Dataset items
━━━━━━━━━━━━━━━━

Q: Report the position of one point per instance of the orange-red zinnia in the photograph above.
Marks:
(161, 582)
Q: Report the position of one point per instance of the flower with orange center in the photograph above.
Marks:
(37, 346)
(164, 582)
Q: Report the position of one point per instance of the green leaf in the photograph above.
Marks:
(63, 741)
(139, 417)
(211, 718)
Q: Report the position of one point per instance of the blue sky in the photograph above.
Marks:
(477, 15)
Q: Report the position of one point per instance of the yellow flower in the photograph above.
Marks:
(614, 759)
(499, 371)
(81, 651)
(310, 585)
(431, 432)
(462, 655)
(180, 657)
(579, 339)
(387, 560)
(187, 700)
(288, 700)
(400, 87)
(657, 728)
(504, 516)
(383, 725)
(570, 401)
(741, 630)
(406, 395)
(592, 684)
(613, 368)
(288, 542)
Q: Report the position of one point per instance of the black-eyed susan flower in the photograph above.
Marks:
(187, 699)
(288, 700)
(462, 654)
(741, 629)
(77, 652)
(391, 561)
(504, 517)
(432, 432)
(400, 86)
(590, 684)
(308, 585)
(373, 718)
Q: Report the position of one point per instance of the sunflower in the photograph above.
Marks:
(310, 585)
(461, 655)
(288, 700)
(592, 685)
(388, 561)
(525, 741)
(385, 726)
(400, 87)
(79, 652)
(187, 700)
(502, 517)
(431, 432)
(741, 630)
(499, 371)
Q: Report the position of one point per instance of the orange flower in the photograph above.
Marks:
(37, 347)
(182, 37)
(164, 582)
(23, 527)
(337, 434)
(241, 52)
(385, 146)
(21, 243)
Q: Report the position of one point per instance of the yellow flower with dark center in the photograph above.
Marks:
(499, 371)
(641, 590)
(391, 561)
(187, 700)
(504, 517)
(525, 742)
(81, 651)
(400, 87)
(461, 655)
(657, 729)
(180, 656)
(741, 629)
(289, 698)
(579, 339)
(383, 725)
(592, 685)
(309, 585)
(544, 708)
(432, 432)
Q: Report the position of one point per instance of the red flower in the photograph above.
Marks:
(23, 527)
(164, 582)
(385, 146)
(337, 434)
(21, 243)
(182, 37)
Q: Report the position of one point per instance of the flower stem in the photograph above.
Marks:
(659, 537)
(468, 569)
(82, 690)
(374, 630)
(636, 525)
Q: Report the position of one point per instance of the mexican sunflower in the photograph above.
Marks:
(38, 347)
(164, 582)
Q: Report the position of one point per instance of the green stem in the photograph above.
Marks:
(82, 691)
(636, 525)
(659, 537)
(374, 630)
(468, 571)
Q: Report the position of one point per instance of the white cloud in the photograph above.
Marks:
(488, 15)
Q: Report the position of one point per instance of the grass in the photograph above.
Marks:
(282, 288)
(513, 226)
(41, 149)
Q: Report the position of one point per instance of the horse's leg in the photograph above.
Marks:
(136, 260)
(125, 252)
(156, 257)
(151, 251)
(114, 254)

━━━━━━━━━━━━━━━━

● The task
Reproduce the entries above in full, verbatim.

● Solution
Q: Report the position of one point per instance of the orange-red zinnia in the photograph above.
Marks:
(161, 582)
Q: Report the position of one point per instance of the flower with orange center in the photograph above.
Marks:
(37, 346)
(164, 582)
Q: Report the position of one point per instance of the green leaf in the photograph above.
Marks:
(63, 741)
(139, 417)
(211, 718)
Q: Report the position of one point per instance of the blue sky in the photograph above.
Marks:
(477, 15)
Q: Report the position of one point per instance of the yellow flower in the photograph above.
Marks:
(614, 759)
(499, 371)
(81, 651)
(310, 585)
(431, 432)
(462, 655)
(180, 657)
(579, 339)
(387, 560)
(187, 700)
(288, 700)
(400, 87)
(657, 728)
(504, 516)
(383, 725)
(570, 401)
(741, 630)
(406, 395)
(592, 684)
(613, 368)
(288, 542)
Q: Report the position of one point per instance of the black-eyed susan flower in the photograph above.
Marks:
(187, 699)
(288, 700)
(462, 654)
(741, 629)
(77, 652)
(391, 561)
(504, 517)
(432, 432)
(400, 86)
(590, 684)
(308, 585)
(373, 718)
Q: Report the position of one point per instance of the sunflower in the photograph above.
Marks:
(310, 585)
(461, 655)
(288, 700)
(592, 685)
(388, 561)
(525, 741)
(385, 726)
(400, 87)
(79, 652)
(187, 700)
(502, 517)
(431, 432)
(741, 630)
(499, 371)
Q: Report the position of one point per instance of the orange flower in the photograph above.
Marks:
(37, 347)
(182, 37)
(164, 582)
(23, 527)
(337, 434)
(241, 52)
(385, 146)
(21, 243)
Q: Report the position of one point per instance of the yellow flower with dark center in the photograph above.
Marks:
(499, 371)
(641, 590)
(391, 561)
(187, 700)
(504, 517)
(525, 742)
(81, 651)
(400, 87)
(461, 655)
(657, 729)
(180, 656)
(741, 629)
(289, 698)
(579, 339)
(383, 725)
(592, 685)
(309, 585)
(544, 708)
(432, 432)
Q: Report the position of one point per instance of the red flower in the photograph above.
Marks:
(23, 527)
(164, 582)
(385, 146)
(337, 434)
(21, 243)
(182, 37)
Q: Report the position of one point per instance of the flower stem in the photograph above.
Marks:
(659, 537)
(468, 569)
(82, 690)
(374, 630)
(636, 525)
Q: Report the position of one point per instance of the mexican sunflower in the photograph above.
Marks:
(38, 347)
(164, 582)
Q: Report the position of one point per instance of the green stem in the photograph above.
Marks:
(82, 691)
(636, 525)
(659, 537)
(374, 630)
(468, 571)
Q: Report the position of one point per instance of the white cloud in the photograph above.
Marks:
(488, 15)
Q: Report the position of one point per instance of the grass in the photograph above.
Marks:
(282, 288)
(513, 226)
(41, 149)
Q: Report the position of one point per instance of the horse's leg in the photograph above.
Marks:
(136, 260)
(125, 252)
(156, 257)
(151, 251)
(114, 254)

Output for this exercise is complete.